Required action 1:
Copy the text on business financial distress word for word from "The number of commercial" to "reducing court activity.".
Required action 2:
According to the text on business financial distress, how many businesses were in major financial trouble in Q2 2020?
Required action 3:
List every percentage change reported in the text on business financial distress, with what each one measures.

Passage for review:
This includes more than 17,000 real estate and construction businesses in the last quarter alone, Begbies Traynor reported in its latest Red Flag report.


Within the real estate sector there has been a 19% hike in the number of businesses in significant financial distress compared with the second quarter of 2019, and a 4% uplift between Q1 and Q2 in 2020.


In Q2 2020 58,844 businesses were in major financial trouble compared with 49,549 in Q2 2019, according to Begbies Traynor.


The number of commercial builders in significant financial distress also increased by 6% from 2,466 in Q1 to 2,602 in Q2, while the number of housebuilders rose 4% from 6,633 to 6,871.


Begbies Traynor said the overall increase could have been much higher without the coronavirus pandemic reducing court activity.


The number of winding-up petitions has plummeted 73% between March and May compared with 2019, with only 247 lodged. The number of county court judgements has fallen by more than 40% to 10,766.


Ric Traynor, executive chairman of Begbies Traynor Group, said: “There has been unprecedented company support measures from the Treasury during the pandemic, with both the furlough scheme and access to government-backed funding schemes. But unfortunately, as the chancellor himself has admitted, not all businesses and jobs can be saved.


“Many of these support measures will have simply delayed the inevitable, with the can being firmly kicked down the road. Many businesses will have to deal with a toxic mix of reduced sales and increased levels of debt, plus the complications of dealing with staffing levels that cannot be supported by the level of business going forward.


“Change has been coming for some time before coronavirus, and after one and a half years of consistently increasing levels of distress, this pandemic has accelerated the rate of change. We have already seen some businesses in the affected sectors make significant alterations to their structures, but unfortunately we expect to see many more cease to trade in the coming months.”

Recorded data:
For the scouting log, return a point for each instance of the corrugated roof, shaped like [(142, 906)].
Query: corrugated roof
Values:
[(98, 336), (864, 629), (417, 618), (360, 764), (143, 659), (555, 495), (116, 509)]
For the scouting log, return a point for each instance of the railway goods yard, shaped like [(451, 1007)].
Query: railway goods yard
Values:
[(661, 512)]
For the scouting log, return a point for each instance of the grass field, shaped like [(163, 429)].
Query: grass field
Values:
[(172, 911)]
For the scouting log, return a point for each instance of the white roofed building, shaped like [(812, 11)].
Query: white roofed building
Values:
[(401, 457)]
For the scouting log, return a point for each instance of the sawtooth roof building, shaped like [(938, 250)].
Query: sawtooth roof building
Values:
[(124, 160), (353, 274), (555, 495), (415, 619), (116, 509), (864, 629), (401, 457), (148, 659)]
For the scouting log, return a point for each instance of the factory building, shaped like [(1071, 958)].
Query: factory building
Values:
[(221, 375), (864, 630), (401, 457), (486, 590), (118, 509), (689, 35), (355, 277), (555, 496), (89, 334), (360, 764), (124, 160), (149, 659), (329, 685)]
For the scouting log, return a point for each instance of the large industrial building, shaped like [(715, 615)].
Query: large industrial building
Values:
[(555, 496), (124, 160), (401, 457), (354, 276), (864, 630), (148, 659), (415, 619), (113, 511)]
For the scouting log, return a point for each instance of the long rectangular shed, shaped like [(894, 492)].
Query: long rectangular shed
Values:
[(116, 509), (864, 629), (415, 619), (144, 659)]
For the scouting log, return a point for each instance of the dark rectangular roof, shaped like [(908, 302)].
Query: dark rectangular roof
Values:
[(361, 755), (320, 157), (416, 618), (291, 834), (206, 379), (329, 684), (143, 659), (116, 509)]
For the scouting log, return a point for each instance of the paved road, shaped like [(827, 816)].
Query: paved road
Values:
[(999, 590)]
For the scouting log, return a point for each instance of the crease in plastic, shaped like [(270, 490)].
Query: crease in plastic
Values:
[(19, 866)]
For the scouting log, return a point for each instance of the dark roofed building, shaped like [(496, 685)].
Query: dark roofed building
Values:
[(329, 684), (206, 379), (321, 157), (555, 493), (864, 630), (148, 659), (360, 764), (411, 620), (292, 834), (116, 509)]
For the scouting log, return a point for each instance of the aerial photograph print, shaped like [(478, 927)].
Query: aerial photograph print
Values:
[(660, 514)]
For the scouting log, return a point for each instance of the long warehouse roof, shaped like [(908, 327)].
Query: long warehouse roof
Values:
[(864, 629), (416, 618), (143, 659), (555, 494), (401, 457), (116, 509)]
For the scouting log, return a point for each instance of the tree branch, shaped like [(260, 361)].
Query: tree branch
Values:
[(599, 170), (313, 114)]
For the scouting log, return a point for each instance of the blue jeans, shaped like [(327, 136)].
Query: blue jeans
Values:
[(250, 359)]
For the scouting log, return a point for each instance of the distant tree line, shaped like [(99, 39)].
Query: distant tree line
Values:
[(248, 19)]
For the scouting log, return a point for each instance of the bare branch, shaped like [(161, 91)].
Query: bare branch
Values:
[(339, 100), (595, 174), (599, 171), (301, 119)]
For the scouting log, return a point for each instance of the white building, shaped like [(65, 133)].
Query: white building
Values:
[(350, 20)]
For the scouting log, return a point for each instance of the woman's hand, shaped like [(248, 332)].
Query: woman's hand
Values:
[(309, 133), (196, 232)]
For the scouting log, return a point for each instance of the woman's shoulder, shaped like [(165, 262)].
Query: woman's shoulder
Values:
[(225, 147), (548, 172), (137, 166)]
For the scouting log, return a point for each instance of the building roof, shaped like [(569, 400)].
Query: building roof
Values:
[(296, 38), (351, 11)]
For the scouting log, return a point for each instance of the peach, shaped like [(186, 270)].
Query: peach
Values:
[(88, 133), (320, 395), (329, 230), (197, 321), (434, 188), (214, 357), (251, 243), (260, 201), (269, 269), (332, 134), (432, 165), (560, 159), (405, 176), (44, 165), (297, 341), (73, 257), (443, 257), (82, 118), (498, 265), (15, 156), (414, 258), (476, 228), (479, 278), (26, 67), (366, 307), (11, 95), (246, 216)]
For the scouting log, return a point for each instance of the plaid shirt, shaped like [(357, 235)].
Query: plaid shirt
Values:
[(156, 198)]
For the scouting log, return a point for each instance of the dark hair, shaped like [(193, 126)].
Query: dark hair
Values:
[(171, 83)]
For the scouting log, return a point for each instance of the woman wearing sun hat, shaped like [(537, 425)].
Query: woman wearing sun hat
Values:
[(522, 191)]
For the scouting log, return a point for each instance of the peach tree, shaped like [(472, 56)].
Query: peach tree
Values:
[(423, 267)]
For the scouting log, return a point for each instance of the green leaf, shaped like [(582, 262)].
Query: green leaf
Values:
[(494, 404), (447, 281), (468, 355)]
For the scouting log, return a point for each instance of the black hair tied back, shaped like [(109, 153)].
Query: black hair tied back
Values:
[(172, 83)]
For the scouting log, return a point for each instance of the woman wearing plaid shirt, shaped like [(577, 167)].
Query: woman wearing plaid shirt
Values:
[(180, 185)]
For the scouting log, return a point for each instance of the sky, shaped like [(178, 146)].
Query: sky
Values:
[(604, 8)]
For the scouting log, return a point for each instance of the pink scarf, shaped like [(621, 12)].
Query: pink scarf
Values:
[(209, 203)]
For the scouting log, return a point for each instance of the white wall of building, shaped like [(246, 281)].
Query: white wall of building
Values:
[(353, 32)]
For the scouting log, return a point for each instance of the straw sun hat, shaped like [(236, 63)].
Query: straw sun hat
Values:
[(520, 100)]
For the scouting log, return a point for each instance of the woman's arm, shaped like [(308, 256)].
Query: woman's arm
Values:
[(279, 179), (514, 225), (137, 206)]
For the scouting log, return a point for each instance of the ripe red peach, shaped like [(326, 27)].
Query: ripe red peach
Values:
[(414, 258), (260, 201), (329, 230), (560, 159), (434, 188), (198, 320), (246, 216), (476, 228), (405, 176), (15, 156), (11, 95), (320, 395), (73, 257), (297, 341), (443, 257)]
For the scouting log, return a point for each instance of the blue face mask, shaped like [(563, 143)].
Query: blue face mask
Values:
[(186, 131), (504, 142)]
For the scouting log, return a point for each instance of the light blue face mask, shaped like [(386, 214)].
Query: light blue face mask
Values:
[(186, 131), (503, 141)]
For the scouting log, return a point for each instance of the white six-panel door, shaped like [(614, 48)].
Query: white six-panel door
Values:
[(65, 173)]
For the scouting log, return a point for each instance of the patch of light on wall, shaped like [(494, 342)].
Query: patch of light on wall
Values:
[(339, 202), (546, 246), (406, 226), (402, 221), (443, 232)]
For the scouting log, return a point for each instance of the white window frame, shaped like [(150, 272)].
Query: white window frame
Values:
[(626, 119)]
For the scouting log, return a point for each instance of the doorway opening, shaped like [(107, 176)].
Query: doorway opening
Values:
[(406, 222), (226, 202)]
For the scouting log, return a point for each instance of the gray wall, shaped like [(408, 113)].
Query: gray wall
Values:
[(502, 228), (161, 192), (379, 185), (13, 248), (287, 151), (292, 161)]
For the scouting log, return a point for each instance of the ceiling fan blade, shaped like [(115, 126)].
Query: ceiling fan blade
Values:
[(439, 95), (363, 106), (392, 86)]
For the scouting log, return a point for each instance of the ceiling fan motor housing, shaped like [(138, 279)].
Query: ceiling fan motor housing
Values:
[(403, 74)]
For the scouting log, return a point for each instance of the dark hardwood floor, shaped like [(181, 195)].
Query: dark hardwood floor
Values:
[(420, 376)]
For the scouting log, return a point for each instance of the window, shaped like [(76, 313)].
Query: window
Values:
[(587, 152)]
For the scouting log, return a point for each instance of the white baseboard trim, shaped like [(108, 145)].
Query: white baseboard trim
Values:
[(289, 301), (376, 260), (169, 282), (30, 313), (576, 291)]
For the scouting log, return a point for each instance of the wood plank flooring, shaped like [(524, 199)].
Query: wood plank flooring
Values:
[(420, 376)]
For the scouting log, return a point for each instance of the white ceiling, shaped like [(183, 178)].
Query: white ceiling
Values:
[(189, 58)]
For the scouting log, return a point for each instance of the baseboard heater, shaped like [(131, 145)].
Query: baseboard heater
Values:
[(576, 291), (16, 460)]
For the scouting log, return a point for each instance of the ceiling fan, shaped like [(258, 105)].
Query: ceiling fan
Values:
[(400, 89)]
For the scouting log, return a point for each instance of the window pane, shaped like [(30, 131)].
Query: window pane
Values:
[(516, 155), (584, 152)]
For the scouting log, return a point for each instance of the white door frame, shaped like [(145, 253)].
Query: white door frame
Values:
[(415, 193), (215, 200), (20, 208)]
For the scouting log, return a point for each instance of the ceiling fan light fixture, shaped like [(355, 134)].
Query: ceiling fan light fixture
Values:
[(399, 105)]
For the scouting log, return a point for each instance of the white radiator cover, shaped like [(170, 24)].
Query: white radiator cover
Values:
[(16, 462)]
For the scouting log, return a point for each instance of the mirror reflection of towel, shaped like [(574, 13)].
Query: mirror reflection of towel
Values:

Answer area 1:
The number of commercial builders in significant financial distress also increased by 6% from 2,466 in Q1 to 2,602 in Q2, while the number of housebuilders rose 4% from 6,633 to 6,871.


Begbies Traynor said the overall increase could have been much higher without the coronavirus pandemic reducing court activity.

Answer area 2:
58,844 businesses were in major financial trouble in Q2 2020.

Answer area 3:
- 19%: the hike in real estate businesses in significant financial distress compared with the second quarter of 2019
- 4%: the uplift in real estate businesses in significant financial distress between Q1 and Q2 in 2020
- 6%: the increase in commercial builders in significant financial distress, from 2,466 in Q1 to 2,602 in Q2
- 4%: the rise in housebuilders in significant financial distress, from 6,633 to 6,871
- 73%: the plunge in winding-up petitions between March and May compared with 2019
- More than 40%: the fall in county court judgements, to 10,766